◆ **Passage**:
>>>>
Shifting California demographics bolster optimistic future

150 150 Matthew Grant Anson

California has always been a bellwether state when it comes to demographic shifts, often seeing trends fully materialize as they are just creeping into other areas of the country.

It has shoved a debate over immigration and “illegals” to the forefront and as the economic climate has worsened, that debate has become increasingly characterized by emotion and misinformation.

However, new data from just-released US census reports as well as a study conducted by California Forward shed some empirical light on the matter.

According to one new report from the Census Bureau, the United States’ foreign-born population sits at 13 percent, the highest level since 1920. Not surprisingly, it’s California leading the charge with one in four residents of the Golden State falling into the foreign-born category.

Contrary to what many may think, the same report indicates that those born outside of the United States are actually more likely to be employed than those born here.

But there is a flipside to that coin as the same report says that the foreign-born demographic with a higher employment is also less likely to have health insurance.

The overall demographic shift occurring is undeniable, however. It has long been predicted that California’s Latino population would outgrow the Caucasian one by 2015. Another Census report suggests that this might occur even sooner.

This is where California’s Latino Millennial population come in and really turn conventional wisdom and popular stereotypes upside down.

High birthrates in the Latino community is one contributing factor to this shift in demographics. Consider that while California’s overall median age is 35.4 years, Latinos are at 27.4 years, suggesting a bottom heavy population of those in the Millennial generation and younger.
<<<<
◆ **Request 1**: What share of California residents does the census report on demographics place in the foreign-born category?

◆ **Given records**:
>>>>
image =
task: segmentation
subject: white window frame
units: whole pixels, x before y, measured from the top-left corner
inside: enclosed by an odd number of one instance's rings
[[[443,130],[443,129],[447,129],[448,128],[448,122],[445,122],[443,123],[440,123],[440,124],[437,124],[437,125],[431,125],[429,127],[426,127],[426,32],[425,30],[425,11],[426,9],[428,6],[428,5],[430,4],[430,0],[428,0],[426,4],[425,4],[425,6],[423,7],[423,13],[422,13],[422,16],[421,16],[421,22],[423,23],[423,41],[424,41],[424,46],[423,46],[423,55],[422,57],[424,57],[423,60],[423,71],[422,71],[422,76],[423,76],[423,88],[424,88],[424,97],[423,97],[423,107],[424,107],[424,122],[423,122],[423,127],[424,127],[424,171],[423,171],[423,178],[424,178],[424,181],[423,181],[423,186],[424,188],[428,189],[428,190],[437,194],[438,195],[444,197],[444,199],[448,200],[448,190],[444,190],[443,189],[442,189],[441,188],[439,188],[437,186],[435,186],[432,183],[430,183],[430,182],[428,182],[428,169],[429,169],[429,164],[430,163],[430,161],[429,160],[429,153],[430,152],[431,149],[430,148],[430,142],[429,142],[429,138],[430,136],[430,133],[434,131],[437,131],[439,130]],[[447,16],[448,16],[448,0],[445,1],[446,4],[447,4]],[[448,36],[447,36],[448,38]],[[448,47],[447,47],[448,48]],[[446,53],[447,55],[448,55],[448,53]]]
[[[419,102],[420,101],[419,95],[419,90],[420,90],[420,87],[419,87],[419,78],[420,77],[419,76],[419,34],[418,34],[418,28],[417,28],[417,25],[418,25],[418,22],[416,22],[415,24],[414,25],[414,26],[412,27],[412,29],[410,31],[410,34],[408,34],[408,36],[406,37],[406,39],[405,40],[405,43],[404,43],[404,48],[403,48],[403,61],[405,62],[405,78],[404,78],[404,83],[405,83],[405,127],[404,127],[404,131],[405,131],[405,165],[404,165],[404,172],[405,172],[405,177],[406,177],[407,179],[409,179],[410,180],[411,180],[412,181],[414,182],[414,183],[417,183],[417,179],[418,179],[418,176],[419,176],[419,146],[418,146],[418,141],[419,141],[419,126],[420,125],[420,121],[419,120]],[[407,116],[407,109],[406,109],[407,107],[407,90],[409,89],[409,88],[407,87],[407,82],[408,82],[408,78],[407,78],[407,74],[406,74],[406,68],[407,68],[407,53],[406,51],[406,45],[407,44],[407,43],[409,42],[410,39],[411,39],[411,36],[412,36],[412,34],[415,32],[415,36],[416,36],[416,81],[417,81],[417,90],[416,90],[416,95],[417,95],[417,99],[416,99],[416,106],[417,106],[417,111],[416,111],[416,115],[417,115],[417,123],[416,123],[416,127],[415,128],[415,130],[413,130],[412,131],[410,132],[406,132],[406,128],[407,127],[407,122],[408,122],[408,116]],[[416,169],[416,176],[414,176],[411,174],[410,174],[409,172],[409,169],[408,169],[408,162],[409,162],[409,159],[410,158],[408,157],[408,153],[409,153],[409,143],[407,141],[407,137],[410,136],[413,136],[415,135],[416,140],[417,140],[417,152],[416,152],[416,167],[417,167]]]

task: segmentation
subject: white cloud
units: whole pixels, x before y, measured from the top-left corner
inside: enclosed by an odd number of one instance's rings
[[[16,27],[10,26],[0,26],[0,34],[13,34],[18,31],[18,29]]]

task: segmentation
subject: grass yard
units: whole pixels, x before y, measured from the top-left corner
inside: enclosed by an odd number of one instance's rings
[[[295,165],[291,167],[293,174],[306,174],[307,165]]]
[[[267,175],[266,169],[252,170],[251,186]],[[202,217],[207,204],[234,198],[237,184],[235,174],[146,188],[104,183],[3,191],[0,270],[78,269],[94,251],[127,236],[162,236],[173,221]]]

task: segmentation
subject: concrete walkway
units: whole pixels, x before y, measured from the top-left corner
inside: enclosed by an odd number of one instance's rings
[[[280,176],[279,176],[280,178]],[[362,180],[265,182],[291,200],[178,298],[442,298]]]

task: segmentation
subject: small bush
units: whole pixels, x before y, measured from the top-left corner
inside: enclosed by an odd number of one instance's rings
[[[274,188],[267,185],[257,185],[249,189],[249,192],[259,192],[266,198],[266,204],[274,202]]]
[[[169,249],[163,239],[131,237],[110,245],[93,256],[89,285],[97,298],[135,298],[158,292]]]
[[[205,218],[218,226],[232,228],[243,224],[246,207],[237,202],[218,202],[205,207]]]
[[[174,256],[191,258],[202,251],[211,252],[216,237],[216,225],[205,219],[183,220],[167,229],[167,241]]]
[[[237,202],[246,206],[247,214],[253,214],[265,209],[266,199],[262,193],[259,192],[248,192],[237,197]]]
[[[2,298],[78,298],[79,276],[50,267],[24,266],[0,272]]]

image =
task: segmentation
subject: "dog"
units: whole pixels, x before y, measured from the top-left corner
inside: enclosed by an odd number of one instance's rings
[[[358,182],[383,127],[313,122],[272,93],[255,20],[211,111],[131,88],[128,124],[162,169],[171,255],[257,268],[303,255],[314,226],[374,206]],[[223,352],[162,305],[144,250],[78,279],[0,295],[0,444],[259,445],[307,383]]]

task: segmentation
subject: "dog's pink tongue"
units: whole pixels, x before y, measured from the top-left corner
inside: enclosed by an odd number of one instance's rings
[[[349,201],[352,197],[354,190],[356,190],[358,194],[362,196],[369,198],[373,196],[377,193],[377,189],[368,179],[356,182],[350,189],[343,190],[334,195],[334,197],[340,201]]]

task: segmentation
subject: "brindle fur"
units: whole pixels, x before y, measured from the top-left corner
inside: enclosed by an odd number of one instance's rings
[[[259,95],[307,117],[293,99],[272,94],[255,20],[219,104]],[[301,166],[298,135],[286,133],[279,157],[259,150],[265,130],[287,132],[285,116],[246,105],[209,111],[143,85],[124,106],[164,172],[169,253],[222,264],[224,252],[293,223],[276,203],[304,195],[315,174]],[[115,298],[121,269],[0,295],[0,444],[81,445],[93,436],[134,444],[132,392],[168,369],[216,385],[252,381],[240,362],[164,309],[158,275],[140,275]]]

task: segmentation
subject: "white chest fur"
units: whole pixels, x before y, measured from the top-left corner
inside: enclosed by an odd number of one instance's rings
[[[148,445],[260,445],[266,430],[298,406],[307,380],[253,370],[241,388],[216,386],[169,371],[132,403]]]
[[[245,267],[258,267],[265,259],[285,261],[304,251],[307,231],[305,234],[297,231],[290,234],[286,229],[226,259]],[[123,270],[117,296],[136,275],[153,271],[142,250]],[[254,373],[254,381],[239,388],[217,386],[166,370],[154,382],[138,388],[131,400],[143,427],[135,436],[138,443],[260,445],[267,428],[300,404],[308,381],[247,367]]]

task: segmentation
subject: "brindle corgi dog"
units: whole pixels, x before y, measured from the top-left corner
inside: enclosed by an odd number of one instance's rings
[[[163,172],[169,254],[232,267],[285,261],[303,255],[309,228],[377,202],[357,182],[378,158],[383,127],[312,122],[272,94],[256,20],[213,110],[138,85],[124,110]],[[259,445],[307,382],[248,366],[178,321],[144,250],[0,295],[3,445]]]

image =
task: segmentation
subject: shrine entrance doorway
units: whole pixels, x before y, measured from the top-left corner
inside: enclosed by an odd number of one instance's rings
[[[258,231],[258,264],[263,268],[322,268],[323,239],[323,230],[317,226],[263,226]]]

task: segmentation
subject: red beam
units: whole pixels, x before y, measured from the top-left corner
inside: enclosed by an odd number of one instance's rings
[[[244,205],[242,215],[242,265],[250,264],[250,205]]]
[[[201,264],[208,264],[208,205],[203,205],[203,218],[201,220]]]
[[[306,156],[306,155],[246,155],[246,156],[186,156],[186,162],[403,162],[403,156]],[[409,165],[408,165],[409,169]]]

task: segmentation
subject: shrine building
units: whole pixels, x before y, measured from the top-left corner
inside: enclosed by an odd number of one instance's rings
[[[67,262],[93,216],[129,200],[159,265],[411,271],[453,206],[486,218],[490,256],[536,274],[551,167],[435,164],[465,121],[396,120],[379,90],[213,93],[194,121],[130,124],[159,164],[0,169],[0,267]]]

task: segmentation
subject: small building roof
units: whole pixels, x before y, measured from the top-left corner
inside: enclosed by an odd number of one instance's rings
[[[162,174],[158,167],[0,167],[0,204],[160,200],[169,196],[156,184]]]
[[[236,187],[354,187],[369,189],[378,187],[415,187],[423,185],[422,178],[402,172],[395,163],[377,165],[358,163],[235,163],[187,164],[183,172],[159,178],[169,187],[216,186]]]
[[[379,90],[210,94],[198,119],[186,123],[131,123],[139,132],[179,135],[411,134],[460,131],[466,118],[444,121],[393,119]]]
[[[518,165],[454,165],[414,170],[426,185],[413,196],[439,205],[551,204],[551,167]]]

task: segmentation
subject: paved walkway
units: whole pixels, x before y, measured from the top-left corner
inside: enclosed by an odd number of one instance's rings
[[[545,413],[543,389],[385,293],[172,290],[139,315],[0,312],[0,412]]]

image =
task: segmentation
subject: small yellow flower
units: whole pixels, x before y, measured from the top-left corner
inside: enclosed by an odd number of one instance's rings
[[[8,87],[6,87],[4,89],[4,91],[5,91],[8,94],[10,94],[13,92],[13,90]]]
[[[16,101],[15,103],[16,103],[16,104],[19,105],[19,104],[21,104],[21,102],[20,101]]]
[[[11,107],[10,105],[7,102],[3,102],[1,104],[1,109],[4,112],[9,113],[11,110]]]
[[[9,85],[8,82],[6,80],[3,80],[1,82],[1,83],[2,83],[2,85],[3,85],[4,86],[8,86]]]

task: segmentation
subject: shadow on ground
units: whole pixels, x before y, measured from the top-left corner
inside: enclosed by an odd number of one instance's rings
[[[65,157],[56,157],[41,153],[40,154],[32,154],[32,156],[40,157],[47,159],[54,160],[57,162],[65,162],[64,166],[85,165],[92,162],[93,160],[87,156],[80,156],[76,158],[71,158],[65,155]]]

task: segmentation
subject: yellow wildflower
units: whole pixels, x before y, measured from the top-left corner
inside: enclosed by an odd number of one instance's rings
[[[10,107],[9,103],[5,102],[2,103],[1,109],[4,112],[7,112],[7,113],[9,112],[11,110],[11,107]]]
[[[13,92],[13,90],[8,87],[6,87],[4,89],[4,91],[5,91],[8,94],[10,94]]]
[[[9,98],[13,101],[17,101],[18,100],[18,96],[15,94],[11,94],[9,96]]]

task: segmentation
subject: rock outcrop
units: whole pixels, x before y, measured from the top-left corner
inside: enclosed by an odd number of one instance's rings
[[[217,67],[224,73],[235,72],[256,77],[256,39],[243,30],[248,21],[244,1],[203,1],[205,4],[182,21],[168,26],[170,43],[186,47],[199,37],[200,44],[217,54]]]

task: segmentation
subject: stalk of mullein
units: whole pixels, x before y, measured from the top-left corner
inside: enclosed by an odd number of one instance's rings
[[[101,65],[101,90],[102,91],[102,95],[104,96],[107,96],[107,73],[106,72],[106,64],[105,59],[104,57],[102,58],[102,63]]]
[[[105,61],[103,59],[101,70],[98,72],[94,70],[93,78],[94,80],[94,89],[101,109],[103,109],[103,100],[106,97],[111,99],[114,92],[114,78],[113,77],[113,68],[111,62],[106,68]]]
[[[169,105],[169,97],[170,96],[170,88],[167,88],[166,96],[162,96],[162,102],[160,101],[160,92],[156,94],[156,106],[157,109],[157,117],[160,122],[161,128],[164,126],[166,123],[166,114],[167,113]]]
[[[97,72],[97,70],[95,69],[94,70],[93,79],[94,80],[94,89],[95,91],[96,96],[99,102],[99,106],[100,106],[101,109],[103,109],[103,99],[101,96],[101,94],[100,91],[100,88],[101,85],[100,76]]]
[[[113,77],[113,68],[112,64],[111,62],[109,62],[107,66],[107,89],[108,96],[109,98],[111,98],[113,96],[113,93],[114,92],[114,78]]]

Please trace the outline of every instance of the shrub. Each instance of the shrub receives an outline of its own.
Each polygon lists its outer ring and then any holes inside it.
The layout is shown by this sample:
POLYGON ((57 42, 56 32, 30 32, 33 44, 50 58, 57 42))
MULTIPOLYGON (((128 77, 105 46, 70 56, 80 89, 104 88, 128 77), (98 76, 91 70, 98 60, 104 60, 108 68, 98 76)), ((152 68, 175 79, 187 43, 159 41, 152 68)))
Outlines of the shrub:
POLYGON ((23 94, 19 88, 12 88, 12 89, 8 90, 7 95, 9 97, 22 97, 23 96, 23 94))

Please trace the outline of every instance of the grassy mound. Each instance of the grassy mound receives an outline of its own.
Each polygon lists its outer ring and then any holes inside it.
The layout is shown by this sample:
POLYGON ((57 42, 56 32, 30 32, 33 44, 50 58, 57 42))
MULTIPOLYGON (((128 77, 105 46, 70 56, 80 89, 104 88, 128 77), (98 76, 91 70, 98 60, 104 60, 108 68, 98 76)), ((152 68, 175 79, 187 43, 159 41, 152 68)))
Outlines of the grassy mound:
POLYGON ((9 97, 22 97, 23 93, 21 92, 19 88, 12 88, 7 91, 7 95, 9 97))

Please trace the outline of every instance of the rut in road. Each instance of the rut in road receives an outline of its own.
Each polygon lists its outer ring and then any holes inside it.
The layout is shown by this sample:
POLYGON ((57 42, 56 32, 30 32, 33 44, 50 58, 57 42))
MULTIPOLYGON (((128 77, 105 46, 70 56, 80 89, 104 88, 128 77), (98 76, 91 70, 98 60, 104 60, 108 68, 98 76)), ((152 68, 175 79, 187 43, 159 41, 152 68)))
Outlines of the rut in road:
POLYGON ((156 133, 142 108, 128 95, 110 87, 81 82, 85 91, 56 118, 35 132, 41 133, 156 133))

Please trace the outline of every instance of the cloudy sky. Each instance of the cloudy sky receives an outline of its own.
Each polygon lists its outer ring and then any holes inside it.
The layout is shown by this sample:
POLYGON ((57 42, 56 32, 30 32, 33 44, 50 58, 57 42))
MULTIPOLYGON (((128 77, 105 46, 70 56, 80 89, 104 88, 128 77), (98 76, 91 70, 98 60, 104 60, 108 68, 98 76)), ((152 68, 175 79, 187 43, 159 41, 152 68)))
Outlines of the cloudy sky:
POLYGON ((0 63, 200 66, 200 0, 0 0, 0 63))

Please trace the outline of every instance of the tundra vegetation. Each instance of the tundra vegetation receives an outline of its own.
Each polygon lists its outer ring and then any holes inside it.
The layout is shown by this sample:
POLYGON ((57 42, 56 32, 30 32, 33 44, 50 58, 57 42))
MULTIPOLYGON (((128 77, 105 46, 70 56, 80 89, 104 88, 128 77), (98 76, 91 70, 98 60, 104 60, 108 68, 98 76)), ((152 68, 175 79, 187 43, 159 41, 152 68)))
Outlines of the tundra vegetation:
<<<<
◆ **Request 2**: Swap "grassy mound" for "grassy hill" in the rows, from the line that contains "Please trace the outline of every instance of the grassy" through the line that contains "POLYGON ((9 97, 22". Give only those lines, otherwise unchanged.

◆ **Task answer 1**: One in four.

◆ **Task answer 2**:
Please trace the outline of every instance of the grassy hill. Each instance of the grassy hill receives an outline of its own.
Each polygon lists its outer ring and then any holes inside it.
The layout is shown by this sample:
POLYGON ((57 42, 56 32, 30 32, 33 44, 50 58, 57 42))
MULTIPOLYGON (((128 77, 105 46, 70 56, 80 89, 104 88, 128 77), (98 76, 91 70, 98 60, 104 60, 108 68, 98 76)), ((152 68, 175 79, 187 43, 159 41, 152 68)))
Outlines of the grassy hill:
POLYGON ((9 97, 22 97, 23 93, 21 92, 19 88, 12 88, 7 91, 7 95, 9 97))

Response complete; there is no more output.